__Prompt__
Every line containing the word "patterned" is to be copied from the data below.

════

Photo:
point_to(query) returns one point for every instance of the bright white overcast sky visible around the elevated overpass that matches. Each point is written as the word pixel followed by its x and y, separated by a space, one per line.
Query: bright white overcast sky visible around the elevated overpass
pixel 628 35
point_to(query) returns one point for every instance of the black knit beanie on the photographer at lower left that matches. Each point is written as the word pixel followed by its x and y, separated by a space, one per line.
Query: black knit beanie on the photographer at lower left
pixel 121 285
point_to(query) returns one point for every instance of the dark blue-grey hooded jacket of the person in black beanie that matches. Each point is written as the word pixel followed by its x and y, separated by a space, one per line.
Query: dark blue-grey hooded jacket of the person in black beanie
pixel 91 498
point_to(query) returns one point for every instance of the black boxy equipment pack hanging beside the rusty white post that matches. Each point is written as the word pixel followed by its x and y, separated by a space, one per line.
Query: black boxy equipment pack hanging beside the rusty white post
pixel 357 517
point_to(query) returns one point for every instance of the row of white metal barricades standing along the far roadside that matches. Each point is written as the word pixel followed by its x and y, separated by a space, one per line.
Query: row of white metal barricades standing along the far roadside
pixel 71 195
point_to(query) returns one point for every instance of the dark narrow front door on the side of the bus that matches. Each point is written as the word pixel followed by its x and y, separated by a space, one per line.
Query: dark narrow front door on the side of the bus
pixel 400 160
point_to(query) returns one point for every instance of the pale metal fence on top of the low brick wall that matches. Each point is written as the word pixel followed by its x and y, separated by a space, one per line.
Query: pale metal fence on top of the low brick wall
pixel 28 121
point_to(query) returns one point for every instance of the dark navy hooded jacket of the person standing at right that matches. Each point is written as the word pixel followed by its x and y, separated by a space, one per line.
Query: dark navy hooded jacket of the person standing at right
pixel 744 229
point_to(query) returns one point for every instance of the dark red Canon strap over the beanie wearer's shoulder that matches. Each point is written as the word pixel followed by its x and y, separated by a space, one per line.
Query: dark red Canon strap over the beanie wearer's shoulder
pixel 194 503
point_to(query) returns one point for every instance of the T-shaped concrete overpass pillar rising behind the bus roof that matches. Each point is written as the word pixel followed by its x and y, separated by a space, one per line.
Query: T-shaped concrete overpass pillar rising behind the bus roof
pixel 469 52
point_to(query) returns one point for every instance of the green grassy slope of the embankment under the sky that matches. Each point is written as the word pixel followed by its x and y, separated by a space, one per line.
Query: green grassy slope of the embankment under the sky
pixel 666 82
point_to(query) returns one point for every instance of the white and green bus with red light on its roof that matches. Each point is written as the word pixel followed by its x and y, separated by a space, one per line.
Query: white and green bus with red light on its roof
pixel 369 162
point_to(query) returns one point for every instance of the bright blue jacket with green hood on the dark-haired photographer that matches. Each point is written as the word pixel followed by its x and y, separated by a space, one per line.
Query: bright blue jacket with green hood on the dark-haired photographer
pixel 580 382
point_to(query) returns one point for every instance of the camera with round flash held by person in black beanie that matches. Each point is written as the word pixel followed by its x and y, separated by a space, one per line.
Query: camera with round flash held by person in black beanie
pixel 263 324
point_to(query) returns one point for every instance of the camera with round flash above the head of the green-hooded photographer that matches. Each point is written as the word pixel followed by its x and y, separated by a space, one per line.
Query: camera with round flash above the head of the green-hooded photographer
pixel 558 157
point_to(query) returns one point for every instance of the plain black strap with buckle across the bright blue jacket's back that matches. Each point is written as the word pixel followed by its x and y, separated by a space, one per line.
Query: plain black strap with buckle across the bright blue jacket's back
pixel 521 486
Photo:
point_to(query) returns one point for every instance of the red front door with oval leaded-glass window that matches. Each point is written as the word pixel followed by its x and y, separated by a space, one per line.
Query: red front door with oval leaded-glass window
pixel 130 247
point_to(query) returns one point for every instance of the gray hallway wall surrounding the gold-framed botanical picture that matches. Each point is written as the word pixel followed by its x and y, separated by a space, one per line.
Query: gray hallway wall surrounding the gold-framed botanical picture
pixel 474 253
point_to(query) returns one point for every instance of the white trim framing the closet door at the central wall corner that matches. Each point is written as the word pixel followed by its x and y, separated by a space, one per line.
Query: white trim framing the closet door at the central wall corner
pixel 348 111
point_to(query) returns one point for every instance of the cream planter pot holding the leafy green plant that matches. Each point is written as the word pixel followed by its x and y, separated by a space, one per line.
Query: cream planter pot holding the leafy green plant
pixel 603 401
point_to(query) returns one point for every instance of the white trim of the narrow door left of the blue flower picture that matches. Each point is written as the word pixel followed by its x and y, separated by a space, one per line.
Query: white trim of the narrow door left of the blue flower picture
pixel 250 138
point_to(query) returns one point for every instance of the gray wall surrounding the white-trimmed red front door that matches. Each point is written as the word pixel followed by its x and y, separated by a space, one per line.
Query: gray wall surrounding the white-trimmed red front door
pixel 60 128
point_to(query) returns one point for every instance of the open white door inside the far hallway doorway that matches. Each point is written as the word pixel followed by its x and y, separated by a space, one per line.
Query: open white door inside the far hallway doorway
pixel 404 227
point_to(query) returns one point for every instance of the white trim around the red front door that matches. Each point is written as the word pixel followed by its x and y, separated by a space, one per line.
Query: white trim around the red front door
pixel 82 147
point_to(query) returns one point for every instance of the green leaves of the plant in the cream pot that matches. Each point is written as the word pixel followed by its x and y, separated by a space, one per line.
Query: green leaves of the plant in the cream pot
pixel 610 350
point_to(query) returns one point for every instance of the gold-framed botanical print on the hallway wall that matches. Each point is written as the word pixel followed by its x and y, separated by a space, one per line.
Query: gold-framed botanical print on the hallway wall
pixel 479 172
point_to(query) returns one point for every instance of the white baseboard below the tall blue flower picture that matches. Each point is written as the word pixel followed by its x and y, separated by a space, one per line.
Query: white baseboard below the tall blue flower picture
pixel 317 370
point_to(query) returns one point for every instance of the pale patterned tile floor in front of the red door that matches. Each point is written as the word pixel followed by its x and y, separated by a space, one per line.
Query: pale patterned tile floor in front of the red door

════

__Answer box__
point_to(query) returns one point for every instance of the pale patterned tile floor in front of the red door that matches. Each point is written as the word pixel followed by its x and y, separated by a space, one per line.
Query: pale patterned tile floor in front of the red door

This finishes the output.